Set down exactly the lines from the one containing "of the striped" through the end of the records below, both included, and nothing else.

DATA PROVIDED
::::::::

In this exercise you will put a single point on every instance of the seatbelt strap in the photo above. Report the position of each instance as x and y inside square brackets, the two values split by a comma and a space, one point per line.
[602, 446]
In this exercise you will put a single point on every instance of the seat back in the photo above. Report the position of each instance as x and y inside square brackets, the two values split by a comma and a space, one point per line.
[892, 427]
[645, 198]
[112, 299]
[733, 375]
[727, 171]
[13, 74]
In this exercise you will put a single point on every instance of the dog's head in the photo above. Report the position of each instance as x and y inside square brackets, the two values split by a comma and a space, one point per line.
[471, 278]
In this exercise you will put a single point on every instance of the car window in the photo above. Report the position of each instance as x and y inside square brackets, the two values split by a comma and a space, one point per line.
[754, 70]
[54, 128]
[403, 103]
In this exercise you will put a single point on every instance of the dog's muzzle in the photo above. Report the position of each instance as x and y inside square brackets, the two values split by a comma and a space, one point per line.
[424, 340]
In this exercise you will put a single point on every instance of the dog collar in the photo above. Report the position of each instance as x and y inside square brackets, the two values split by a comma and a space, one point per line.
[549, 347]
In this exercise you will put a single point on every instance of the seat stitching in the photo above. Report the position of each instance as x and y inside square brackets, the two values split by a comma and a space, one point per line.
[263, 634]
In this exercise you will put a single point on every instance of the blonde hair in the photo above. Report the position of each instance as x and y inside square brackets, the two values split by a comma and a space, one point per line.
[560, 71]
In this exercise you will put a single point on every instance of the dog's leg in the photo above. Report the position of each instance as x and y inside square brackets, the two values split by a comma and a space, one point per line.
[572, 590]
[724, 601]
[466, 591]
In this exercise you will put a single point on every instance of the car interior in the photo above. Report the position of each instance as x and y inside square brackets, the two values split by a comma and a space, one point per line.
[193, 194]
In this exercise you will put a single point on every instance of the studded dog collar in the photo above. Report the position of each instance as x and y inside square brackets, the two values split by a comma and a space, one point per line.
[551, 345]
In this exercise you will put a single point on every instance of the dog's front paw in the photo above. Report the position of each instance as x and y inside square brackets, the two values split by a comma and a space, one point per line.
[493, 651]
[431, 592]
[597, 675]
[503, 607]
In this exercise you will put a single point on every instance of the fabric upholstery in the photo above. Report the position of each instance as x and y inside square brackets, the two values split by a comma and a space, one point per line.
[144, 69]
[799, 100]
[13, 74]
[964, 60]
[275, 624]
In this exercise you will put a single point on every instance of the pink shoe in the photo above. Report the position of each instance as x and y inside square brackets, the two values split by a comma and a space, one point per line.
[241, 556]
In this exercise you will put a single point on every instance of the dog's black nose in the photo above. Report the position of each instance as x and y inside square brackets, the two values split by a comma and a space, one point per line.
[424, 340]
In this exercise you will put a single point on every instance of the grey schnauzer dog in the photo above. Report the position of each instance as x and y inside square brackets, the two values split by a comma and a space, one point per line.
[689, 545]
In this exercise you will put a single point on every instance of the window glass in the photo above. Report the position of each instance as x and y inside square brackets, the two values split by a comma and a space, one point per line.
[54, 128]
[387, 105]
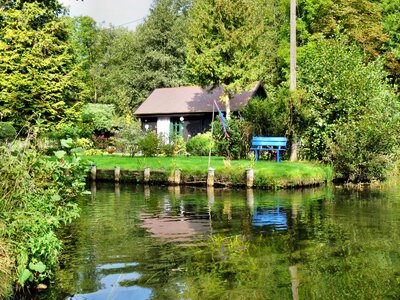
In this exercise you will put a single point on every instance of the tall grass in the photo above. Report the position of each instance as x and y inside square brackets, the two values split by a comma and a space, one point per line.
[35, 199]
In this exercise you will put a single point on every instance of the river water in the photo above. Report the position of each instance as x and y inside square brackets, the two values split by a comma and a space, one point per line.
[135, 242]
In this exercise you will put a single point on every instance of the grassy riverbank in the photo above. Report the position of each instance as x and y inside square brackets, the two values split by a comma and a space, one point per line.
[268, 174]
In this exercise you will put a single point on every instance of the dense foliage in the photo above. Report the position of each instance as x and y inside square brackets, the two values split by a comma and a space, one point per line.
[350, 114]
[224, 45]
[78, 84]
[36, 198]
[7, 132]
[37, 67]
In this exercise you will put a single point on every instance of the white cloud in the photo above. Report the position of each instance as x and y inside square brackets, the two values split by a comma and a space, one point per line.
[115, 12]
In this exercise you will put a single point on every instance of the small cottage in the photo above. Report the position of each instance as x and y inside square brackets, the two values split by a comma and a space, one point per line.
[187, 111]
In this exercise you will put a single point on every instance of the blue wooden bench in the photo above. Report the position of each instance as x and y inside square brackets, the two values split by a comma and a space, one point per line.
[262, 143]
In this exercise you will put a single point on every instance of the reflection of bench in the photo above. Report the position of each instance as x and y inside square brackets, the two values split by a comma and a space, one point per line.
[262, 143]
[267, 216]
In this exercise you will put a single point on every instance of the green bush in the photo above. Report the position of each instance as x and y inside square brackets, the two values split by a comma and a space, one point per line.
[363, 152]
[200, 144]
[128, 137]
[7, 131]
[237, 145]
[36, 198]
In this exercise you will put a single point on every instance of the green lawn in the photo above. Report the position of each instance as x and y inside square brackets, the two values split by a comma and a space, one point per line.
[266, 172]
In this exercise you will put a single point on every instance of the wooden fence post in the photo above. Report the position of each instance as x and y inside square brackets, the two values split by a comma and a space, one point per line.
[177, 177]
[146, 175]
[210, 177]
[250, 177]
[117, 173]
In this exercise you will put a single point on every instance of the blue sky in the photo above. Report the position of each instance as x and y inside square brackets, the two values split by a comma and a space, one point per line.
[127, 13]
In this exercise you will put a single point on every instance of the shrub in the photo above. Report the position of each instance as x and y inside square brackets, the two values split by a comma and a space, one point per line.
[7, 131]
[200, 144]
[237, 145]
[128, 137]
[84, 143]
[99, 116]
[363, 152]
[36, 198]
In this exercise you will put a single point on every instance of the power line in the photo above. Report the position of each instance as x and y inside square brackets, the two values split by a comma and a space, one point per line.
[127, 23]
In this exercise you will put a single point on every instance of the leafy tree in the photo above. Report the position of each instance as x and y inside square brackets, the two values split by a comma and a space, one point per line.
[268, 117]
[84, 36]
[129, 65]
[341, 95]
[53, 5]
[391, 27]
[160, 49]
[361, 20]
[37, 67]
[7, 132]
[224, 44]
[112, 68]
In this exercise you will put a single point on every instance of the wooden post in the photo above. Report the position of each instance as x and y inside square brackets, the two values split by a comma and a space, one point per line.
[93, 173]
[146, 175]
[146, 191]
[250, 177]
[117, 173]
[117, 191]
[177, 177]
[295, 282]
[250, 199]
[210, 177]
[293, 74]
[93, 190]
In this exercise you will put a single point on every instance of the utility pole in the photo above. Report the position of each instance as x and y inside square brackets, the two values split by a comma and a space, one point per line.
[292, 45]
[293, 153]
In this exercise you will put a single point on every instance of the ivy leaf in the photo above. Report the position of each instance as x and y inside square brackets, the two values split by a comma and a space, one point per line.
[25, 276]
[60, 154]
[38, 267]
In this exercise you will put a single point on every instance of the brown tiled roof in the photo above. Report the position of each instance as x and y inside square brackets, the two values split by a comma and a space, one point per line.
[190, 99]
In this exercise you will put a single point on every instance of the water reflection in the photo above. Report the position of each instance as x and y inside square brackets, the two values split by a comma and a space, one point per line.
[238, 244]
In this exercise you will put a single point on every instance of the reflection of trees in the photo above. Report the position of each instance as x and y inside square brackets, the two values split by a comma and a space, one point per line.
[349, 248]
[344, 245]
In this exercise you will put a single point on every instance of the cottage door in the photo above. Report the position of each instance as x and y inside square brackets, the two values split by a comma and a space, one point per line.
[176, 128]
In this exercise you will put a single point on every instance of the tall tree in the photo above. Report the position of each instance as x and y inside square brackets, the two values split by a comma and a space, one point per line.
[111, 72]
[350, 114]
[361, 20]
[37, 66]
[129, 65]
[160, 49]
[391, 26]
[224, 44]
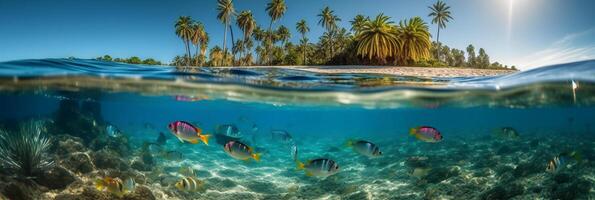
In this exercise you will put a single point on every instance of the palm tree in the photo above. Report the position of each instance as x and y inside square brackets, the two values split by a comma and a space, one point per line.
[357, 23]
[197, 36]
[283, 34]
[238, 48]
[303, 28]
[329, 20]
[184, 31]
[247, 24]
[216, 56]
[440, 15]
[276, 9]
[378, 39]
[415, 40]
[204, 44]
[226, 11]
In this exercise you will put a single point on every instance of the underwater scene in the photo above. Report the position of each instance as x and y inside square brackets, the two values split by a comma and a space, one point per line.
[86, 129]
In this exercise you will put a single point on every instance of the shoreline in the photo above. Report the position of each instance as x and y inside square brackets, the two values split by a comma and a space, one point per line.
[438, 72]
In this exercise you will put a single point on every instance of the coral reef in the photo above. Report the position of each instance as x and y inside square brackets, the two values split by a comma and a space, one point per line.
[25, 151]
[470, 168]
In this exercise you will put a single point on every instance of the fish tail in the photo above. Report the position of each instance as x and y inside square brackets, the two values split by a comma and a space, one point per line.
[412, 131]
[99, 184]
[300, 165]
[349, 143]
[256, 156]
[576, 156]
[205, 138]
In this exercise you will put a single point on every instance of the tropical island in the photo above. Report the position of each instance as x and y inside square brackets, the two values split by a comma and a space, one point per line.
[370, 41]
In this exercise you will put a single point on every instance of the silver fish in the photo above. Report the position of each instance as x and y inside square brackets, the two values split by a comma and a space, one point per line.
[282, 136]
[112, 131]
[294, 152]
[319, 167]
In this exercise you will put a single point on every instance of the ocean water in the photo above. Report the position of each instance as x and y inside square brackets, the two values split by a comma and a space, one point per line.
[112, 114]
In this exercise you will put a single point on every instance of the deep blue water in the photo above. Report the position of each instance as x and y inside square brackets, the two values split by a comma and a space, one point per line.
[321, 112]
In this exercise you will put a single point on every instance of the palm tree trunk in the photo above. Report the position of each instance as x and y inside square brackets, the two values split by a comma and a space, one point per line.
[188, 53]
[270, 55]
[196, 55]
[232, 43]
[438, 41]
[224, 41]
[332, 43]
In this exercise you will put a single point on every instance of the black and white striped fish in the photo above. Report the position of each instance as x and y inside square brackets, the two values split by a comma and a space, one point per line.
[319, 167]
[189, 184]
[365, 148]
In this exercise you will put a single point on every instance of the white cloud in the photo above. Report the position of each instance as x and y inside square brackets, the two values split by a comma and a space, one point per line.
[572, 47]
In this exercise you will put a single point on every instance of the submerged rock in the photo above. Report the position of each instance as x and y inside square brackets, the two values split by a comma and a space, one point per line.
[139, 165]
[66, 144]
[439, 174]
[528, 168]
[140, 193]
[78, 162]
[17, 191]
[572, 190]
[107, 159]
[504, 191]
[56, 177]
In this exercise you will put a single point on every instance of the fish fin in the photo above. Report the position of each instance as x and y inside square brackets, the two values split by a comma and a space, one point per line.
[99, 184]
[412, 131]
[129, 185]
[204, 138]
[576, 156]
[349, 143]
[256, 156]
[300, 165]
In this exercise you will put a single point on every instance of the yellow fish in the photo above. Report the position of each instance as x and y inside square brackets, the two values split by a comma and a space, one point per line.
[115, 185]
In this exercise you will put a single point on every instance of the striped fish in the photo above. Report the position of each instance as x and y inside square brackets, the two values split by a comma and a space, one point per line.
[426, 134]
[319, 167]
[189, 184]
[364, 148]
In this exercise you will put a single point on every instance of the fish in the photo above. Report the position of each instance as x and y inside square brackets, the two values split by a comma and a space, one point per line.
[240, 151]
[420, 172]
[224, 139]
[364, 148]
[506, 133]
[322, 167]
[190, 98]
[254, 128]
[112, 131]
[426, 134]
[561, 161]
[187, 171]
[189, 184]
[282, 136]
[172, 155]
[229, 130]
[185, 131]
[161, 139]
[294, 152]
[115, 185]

::::::::

ANSWER IN FULL
In this exercise you will put a single point on every instance of the striped fish in the photo above. Report the position of each instance as x and y inside square brackets, the two values split by a comma and a space, one point per line.
[426, 134]
[319, 167]
[189, 184]
[364, 148]
In this exercise you will put a single point on every instance of the fish in the photo above. Report the position of each instance as x and y inside square brackets, the two values split by a comma and a space, one point per line.
[240, 151]
[420, 172]
[224, 139]
[364, 148]
[506, 133]
[322, 167]
[190, 98]
[254, 128]
[112, 131]
[426, 134]
[561, 161]
[187, 171]
[189, 184]
[282, 136]
[172, 155]
[229, 130]
[185, 131]
[161, 139]
[294, 152]
[115, 185]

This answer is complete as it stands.